Stated task: Copy out the soil sampling passage below word for word, with nothing changed.

Text excerpt:
——

Sample collection and processing: Prior to sowing, surface soil samples of 0-15 cm were taken across the trial areas totalling 13 samples at Pailin and 6 samples at Samlout, which were analysed for chemical properties by the University of New England (UNE) soil laboratory, situated in Armidale Australia. The analysis included pH (method 4A1), EC (method 3A1), organic C (method 6B3), total N (method 7A5), P, S (method 10D1 KCl-40), B (method 12C1), exchangeable cations of Ca2+, Mg2+, K+ and Na+ (method 15A1)24. Methods for EC and pH were measured using 1:5 soil to solution extracts in water. Extractable P was analysed via malachite-green spectrophotometry after Colwell25 extraction and exchangeable cations via inductively coupled plasma optical emission spectroscopy (ICP-OES) after 1 M NH4Cl extraction. Organic C and total N were analysed using the LECO CN analyser. The means of all analysis are summarised in the results (Table 3).

——

Listing:
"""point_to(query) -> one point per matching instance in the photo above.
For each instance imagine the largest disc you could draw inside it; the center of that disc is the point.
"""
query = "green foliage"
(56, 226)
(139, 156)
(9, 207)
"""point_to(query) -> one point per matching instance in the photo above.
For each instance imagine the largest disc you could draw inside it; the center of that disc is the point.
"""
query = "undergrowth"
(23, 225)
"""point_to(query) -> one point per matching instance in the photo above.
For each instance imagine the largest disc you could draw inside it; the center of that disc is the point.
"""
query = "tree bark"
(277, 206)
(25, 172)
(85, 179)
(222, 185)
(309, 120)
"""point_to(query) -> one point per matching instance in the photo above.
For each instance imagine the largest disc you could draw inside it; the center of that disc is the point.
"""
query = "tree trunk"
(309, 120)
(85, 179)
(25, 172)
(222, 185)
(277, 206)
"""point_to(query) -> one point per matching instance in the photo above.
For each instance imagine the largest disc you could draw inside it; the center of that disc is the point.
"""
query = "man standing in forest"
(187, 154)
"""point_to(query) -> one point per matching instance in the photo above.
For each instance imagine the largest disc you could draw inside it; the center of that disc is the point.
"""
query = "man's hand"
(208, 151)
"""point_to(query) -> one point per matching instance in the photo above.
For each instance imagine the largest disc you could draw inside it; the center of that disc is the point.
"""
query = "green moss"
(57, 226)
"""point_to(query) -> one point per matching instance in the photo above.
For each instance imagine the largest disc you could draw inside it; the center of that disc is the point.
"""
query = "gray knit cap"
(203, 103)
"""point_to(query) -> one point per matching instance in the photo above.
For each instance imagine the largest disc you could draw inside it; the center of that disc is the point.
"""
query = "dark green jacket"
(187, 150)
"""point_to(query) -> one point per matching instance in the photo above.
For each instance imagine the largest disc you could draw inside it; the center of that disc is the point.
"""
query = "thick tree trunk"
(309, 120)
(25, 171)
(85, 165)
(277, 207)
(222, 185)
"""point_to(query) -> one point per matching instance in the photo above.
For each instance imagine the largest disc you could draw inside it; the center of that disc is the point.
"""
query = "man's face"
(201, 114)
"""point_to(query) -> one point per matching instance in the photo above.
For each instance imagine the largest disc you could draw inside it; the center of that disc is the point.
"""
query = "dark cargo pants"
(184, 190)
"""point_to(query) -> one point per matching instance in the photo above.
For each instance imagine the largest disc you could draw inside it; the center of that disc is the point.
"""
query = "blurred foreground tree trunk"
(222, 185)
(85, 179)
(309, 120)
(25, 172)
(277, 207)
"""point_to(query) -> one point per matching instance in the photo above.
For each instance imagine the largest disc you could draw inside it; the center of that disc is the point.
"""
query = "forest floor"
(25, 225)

——

Task output:
Sample collection and processing: Prior to sowing, surface soil samples of 0-15 cm were taken across the trial areas totalling 13 samples at Pailin and 6 samples at Samlout, which were analysed for chemical properties by the University of New England (UNE) soil laboratory, situated in Armidale Australia. The analysis included pH (method 4A1), EC (method 3A1), organic C (method 6B3), total N (method 7A5), P, S (method 10D1 KCl-40), B (method 12C1), exchangeable cations of Ca2+, Mg2+, K+ and Na+ (method 15A1)24. Methods for EC and pH were measured using 1:5 soil to solution extracts in water. Extractable P was analysed via malachite-green spectrophotometry after Colwell25 extraction and exchangeable cations via inductively coupled plasma optical emission spectroscopy (ICP-OES) after 1 M NH4Cl extraction. Organic C and total N were analysed using the LECO CN analyser. The means of all analysis are summarised in the results (Table 3).